#### Work task:
Locate, in the data below, the line that contains "Target: red painted fingernail" and the line that contains "Each instance of the recycling"; reproduce exactly those two lines and every line between them, nothing more.

#### Available records:
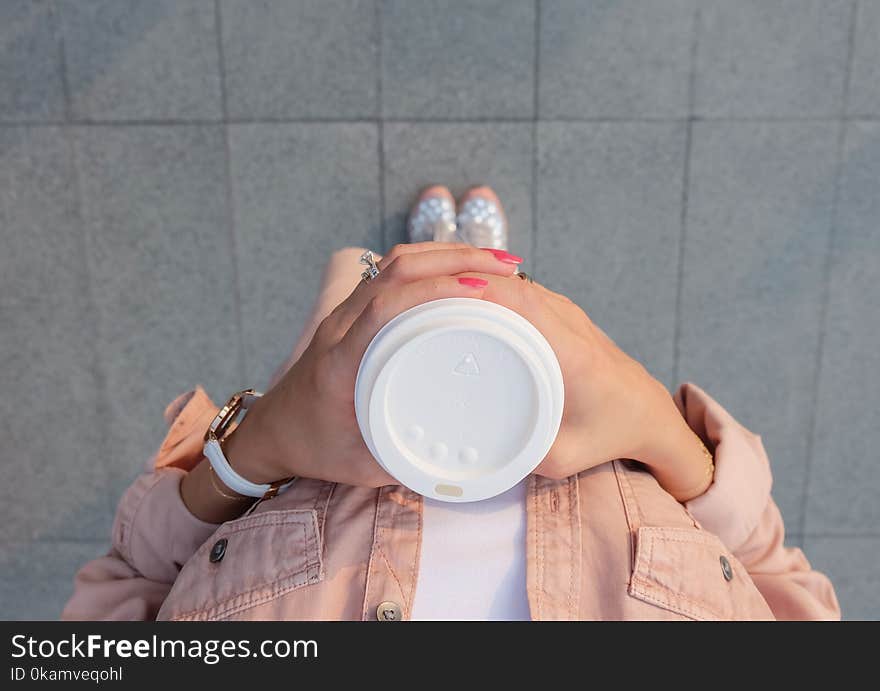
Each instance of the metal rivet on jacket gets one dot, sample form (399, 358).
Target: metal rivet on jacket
(218, 551)
(389, 611)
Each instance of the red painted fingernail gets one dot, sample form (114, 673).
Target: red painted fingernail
(503, 256)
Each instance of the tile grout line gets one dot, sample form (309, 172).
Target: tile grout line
(241, 362)
(194, 122)
(536, 104)
(827, 267)
(55, 14)
(685, 198)
(101, 377)
(380, 128)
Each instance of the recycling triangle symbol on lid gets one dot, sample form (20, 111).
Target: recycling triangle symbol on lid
(467, 365)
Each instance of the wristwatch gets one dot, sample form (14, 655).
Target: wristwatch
(218, 431)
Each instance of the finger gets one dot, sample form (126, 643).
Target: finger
(414, 266)
(415, 247)
(383, 307)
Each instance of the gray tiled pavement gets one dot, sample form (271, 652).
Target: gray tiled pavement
(702, 177)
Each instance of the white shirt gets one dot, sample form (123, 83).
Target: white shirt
(473, 559)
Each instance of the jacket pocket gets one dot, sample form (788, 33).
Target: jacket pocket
(245, 563)
(692, 573)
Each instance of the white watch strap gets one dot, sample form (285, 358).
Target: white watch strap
(214, 453)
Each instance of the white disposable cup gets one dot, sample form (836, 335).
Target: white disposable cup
(459, 399)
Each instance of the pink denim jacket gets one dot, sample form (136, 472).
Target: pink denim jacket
(608, 543)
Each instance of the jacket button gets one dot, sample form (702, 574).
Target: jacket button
(389, 611)
(218, 551)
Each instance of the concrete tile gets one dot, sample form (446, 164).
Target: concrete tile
(460, 156)
(853, 565)
(301, 191)
(130, 60)
(456, 59)
(301, 59)
(609, 223)
(776, 58)
(52, 461)
(31, 86)
(864, 86)
(627, 59)
(155, 216)
(38, 576)
(759, 215)
(844, 482)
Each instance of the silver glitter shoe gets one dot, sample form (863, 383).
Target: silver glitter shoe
(481, 220)
(433, 216)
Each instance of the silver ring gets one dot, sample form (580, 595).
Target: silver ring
(372, 269)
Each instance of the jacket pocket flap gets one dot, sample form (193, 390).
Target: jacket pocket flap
(264, 556)
(692, 573)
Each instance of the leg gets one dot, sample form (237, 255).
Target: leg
(341, 276)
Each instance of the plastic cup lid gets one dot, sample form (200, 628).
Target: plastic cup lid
(459, 399)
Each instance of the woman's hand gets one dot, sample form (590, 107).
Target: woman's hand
(306, 426)
(613, 407)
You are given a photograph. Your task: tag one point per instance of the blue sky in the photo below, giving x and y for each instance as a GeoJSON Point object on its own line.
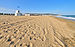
{"type": "Point", "coordinates": [39, 6]}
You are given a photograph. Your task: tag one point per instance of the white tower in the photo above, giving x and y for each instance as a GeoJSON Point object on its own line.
{"type": "Point", "coordinates": [17, 13]}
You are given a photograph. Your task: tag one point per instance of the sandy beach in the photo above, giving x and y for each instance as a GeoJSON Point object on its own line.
{"type": "Point", "coordinates": [36, 31]}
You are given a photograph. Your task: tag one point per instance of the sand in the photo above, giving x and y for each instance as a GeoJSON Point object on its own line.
{"type": "Point", "coordinates": [36, 31]}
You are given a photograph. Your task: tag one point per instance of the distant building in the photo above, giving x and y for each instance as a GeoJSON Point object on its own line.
{"type": "Point", "coordinates": [27, 14]}
{"type": "Point", "coordinates": [17, 13]}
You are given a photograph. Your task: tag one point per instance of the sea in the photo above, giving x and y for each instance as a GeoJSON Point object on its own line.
{"type": "Point", "coordinates": [69, 17]}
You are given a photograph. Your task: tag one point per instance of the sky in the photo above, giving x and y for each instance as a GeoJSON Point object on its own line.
{"type": "Point", "coordinates": [65, 7]}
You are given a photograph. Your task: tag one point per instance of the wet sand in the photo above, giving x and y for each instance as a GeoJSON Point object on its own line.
{"type": "Point", "coordinates": [36, 31]}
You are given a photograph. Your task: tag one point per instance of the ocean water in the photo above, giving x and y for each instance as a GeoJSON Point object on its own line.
{"type": "Point", "coordinates": [69, 17]}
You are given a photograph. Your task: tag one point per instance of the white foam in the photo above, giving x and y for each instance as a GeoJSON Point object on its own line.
{"type": "Point", "coordinates": [71, 18]}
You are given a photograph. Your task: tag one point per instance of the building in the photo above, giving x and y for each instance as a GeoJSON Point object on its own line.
{"type": "Point", "coordinates": [27, 14]}
{"type": "Point", "coordinates": [17, 13]}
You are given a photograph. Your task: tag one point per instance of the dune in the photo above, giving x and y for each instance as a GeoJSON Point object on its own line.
{"type": "Point", "coordinates": [36, 31]}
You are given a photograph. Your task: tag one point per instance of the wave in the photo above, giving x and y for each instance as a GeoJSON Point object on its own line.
{"type": "Point", "coordinates": [70, 18]}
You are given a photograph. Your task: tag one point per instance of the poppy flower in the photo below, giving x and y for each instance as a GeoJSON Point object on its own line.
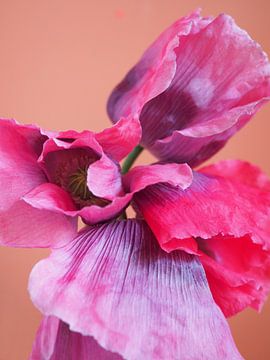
{"type": "Point", "coordinates": [49, 179]}
{"type": "Point", "coordinates": [224, 218]}
{"type": "Point", "coordinates": [194, 87]}
{"type": "Point", "coordinates": [114, 283]}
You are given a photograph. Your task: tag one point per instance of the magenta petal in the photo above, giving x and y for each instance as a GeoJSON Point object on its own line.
{"type": "Point", "coordinates": [53, 198]}
{"type": "Point", "coordinates": [238, 272]}
{"type": "Point", "coordinates": [198, 84]}
{"type": "Point", "coordinates": [154, 72]}
{"type": "Point", "coordinates": [19, 147]}
{"type": "Point", "coordinates": [55, 341]}
{"type": "Point", "coordinates": [119, 140]}
{"type": "Point", "coordinates": [24, 226]}
{"type": "Point", "coordinates": [140, 177]}
{"type": "Point", "coordinates": [50, 197]}
{"type": "Point", "coordinates": [104, 178]}
{"type": "Point", "coordinates": [212, 205]}
{"type": "Point", "coordinates": [83, 142]}
{"type": "Point", "coordinates": [114, 282]}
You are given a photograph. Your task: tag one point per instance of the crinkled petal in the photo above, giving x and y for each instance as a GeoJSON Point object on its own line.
{"type": "Point", "coordinates": [24, 226]}
{"type": "Point", "coordinates": [50, 197]}
{"type": "Point", "coordinates": [114, 282]}
{"type": "Point", "coordinates": [104, 178]}
{"type": "Point", "coordinates": [119, 140]}
{"type": "Point", "coordinates": [154, 72]}
{"type": "Point", "coordinates": [19, 171]}
{"type": "Point", "coordinates": [53, 198]}
{"type": "Point", "coordinates": [238, 272]}
{"type": "Point", "coordinates": [140, 177]}
{"type": "Point", "coordinates": [212, 205]}
{"type": "Point", "coordinates": [55, 341]}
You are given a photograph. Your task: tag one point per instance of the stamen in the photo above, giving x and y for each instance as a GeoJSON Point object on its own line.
{"type": "Point", "coordinates": [77, 186]}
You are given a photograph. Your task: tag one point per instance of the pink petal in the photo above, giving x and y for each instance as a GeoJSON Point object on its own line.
{"type": "Point", "coordinates": [24, 226]}
{"type": "Point", "coordinates": [240, 171]}
{"type": "Point", "coordinates": [104, 178]}
{"type": "Point", "coordinates": [154, 72]}
{"type": "Point", "coordinates": [212, 205]}
{"type": "Point", "coordinates": [119, 140]}
{"type": "Point", "coordinates": [19, 171]}
{"type": "Point", "coordinates": [198, 84]}
{"type": "Point", "coordinates": [140, 177]}
{"type": "Point", "coordinates": [113, 282]}
{"type": "Point", "coordinates": [199, 142]}
{"type": "Point", "coordinates": [238, 272]}
{"type": "Point", "coordinates": [55, 341]}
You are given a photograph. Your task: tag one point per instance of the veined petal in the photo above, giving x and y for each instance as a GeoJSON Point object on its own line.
{"type": "Point", "coordinates": [198, 84]}
{"type": "Point", "coordinates": [24, 226]}
{"type": "Point", "coordinates": [199, 142]}
{"type": "Point", "coordinates": [154, 72]}
{"type": "Point", "coordinates": [212, 205]}
{"type": "Point", "coordinates": [55, 341]}
{"type": "Point", "coordinates": [140, 177]}
{"type": "Point", "coordinates": [114, 282]}
{"type": "Point", "coordinates": [119, 140]}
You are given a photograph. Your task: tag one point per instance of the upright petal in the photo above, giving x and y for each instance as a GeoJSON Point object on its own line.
{"type": "Point", "coordinates": [154, 72]}
{"type": "Point", "coordinates": [24, 226]}
{"type": "Point", "coordinates": [119, 140]}
{"type": "Point", "coordinates": [238, 272]}
{"type": "Point", "coordinates": [55, 341]}
{"type": "Point", "coordinates": [113, 282]}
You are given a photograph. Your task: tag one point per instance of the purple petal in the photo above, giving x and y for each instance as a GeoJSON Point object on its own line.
{"type": "Point", "coordinates": [24, 226]}
{"type": "Point", "coordinates": [113, 282]}
{"type": "Point", "coordinates": [55, 341]}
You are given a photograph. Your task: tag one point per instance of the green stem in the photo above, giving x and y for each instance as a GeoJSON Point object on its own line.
{"type": "Point", "coordinates": [131, 158]}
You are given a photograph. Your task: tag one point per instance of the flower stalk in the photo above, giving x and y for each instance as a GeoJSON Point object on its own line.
{"type": "Point", "coordinates": [131, 158]}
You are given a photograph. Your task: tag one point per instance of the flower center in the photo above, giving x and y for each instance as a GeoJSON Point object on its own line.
{"type": "Point", "coordinates": [77, 187]}
{"type": "Point", "coordinates": [77, 184]}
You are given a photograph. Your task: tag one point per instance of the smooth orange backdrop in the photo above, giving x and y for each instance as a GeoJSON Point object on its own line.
{"type": "Point", "coordinates": [59, 59]}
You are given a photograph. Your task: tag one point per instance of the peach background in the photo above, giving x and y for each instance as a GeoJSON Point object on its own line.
{"type": "Point", "coordinates": [59, 60]}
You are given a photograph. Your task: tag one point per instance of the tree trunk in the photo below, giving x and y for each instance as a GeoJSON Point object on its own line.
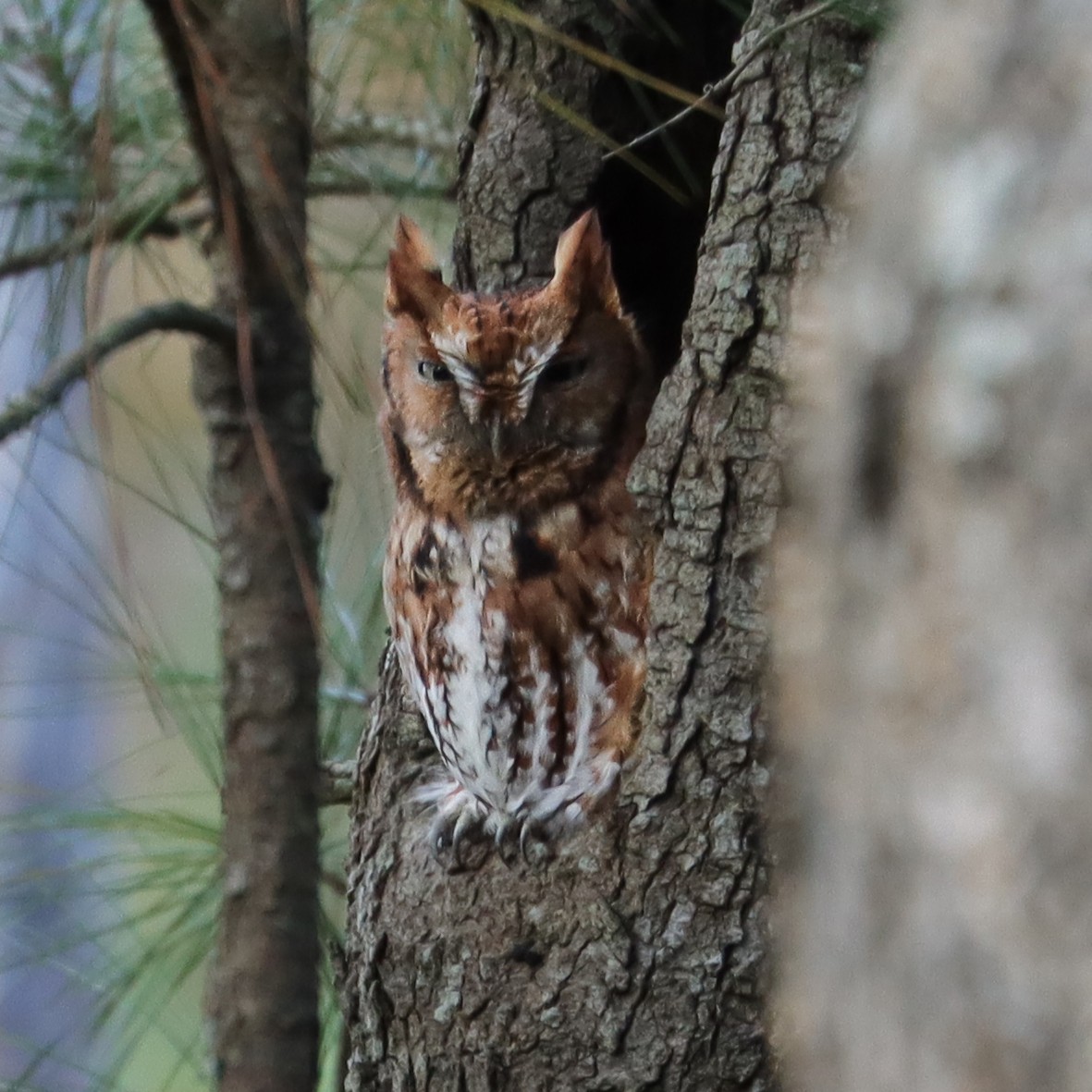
{"type": "Point", "coordinates": [241, 71]}
{"type": "Point", "coordinates": [935, 652]}
{"type": "Point", "coordinates": [632, 960]}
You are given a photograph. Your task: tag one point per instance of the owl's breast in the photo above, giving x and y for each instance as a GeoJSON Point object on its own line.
{"type": "Point", "coordinates": [523, 644]}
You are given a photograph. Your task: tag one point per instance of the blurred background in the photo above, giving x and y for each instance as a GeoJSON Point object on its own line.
{"type": "Point", "coordinates": [109, 735]}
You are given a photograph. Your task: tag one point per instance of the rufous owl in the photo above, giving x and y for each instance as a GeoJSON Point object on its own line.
{"type": "Point", "coordinates": [517, 573]}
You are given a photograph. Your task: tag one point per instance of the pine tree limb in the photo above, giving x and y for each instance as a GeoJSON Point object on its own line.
{"type": "Point", "coordinates": [176, 315]}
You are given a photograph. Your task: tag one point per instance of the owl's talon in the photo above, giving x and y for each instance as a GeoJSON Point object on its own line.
{"type": "Point", "coordinates": [466, 822]}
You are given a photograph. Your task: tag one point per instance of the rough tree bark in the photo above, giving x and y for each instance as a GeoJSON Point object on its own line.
{"type": "Point", "coordinates": [633, 959]}
{"type": "Point", "coordinates": [936, 580]}
{"type": "Point", "coordinates": [241, 71]}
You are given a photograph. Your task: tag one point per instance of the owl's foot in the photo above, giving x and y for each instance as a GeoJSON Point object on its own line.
{"type": "Point", "coordinates": [521, 837]}
{"type": "Point", "coordinates": [459, 822]}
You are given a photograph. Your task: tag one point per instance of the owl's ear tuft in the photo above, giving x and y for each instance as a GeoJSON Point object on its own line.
{"type": "Point", "coordinates": [414, 285]}
{"type": "Point", "coordinates": [583, 275]}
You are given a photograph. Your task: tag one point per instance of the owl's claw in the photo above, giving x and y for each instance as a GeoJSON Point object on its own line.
{"type": "Point", "coordinates": [466, 822]}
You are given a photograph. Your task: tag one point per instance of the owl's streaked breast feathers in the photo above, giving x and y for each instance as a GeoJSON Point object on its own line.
{"type": "Point", "coordinates": [517, 573]}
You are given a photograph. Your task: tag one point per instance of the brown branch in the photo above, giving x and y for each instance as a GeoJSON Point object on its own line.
{"type": "Point", "coordinates": [724, 86]}
{"type": "Point", "coordinates": [137, 225]}
{"type": "Point", "coordinates": [176, 315]}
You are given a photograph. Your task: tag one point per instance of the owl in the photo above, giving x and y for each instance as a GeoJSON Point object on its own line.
{"type": "Point", "coordinates": [517, 572]}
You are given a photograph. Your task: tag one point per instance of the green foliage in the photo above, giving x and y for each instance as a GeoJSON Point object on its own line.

#### Answer to this task:
Target: red painted fingernail
(503, 256)
Each instance of the tile grout line gets one dot, sample form (309, 172).
Target: tile grout line
(241, 362)
(194, 122)
(536, 104)
(827, 267)
(55, 14)
(685, 198)
(101, 377)
(380, 128)
Each instance of the recycling triangle symbol on lid gets one dot, sample form (20, 111).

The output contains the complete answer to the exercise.